### [DIRECTION]
Repeat the material exactly as it appears.
** BEGIN MATERIAL PROVIDED **
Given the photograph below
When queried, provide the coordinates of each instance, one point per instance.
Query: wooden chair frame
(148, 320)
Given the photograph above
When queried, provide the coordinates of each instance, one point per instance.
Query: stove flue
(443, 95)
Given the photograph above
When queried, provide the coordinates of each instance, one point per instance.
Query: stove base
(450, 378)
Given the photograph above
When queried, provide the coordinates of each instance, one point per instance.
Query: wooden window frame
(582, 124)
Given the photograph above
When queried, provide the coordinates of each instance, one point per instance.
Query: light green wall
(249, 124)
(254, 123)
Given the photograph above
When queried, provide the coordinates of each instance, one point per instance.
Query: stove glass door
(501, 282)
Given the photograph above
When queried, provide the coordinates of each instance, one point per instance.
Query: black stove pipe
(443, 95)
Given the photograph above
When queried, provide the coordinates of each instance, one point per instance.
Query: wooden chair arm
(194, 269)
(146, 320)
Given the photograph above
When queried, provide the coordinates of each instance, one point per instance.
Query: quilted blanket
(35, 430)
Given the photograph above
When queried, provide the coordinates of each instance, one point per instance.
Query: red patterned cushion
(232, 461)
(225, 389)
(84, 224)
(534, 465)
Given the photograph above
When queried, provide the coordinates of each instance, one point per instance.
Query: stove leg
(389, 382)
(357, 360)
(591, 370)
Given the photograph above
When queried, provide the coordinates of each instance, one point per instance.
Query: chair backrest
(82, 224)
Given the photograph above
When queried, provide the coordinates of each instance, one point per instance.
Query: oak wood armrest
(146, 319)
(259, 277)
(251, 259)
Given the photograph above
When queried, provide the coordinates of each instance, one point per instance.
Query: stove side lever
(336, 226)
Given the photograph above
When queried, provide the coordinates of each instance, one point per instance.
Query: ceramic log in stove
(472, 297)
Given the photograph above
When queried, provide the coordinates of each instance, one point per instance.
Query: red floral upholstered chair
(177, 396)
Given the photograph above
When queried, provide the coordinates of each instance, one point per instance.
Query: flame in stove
** END MATERIAL PROVIDED **
### [TASK RESULT]
Given the photograph below
When queried, provide the coordinates of each instance, one point per instance.
Query: wooden chair frame
(148, 320)
Given the photograph above
When queried, provide the coordinates of each instance, one point per instance.
Query: stove flue
(443, 95)
Given the photograph above
When queried, provide the coordinates of each instance, one point per instance.
Query: stove base
(450, 378)
Given the photograph above
When queried, provide the coordinates of each instance, one point per instance.
Query: wooden window frame
(582, 124)
Given the photograph above
When queried, provide the coordinates of each instance, one point per instance.
Query: light green wall
(249, 124)
(254, 123)
Given the photograph above
When queried, provide the coordinates of each instance, one point per instance.
Query: stove glass door
(501, 282)
Given the photograph above
When queried, provide the coordinates of each instance, one point per instance.
Query: black stove pipe
(443, 95)
Given the photograph above
When queried, provide the coordinates of each instance, one point per instance.
Query: wooden chair arm
(194, 269)
(146, 320)
Given the photograph above
When queried, provide the coordinates of each instance, one point per instance.
Query: quilted blanket
(35, 430)
Given the photograph above
When queried, provide the coordinates of each instance, one point per instance.
Query: red patterned cushion
(232, 461)
(225, 389)
(84, 224)
(534, 465)
Given the photograph above
When queried, provide the coordinates of each instance, one point per instance.
Query: stove leg
(389, 382)
(357, 360)
(591, 370)
Given the photograph above
When queried, provide the coordinates of each instance, one point per instance.
Query: chair backrest
(82, 224)
Given the photograph above
When queried, provide the coordinates of each instance, one point per instance.
Query: oak wood armrest
(146, 319)
(259, 277)
(251, 259)
Given the photograph above
When queried, provide the coordinates of each instance, one point per instance.
Query: stove side lever
(336, 226)
Given the photograph above
When queried, provide the coordinates of each instance, one point per instance.
Query: ceramic log in stove
(472, 297)
Given the photograph above
When queried, provide the coordinates of each instance, one point per instance.
Query: red floral upholstered chair
(177, 396)
Given the photograph above
When queried, provide the coordinates of each instance, one point per instance.
Query: flame in stove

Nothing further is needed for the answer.